Action item: Every line with "book" in it must be copied from the data.

The records:

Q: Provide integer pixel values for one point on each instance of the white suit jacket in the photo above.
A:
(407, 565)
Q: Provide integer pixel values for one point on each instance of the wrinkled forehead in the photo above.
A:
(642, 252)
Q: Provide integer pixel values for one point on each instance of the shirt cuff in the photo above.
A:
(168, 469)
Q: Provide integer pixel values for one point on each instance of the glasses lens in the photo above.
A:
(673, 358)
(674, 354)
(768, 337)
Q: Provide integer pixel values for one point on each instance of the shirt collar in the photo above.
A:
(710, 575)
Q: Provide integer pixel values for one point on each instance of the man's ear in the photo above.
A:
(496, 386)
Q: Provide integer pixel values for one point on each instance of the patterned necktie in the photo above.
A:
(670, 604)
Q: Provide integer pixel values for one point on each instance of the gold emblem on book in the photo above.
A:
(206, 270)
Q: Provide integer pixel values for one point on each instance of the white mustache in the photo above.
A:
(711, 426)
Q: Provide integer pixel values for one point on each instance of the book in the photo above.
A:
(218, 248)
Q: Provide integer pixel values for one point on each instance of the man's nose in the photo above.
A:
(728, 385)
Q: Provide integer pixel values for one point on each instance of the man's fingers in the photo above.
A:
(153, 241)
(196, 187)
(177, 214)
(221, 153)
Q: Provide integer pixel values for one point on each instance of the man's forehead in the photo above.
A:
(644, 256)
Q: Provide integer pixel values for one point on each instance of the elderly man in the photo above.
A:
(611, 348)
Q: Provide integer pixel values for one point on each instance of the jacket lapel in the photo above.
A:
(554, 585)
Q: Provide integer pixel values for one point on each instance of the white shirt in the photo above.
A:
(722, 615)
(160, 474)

Solution below:
Q: Provide integer pixel values for one point on each instance of the gold emblem on book in the photo above.
Q: Provide integer pixel values for one point on each instance of the book in the photo above.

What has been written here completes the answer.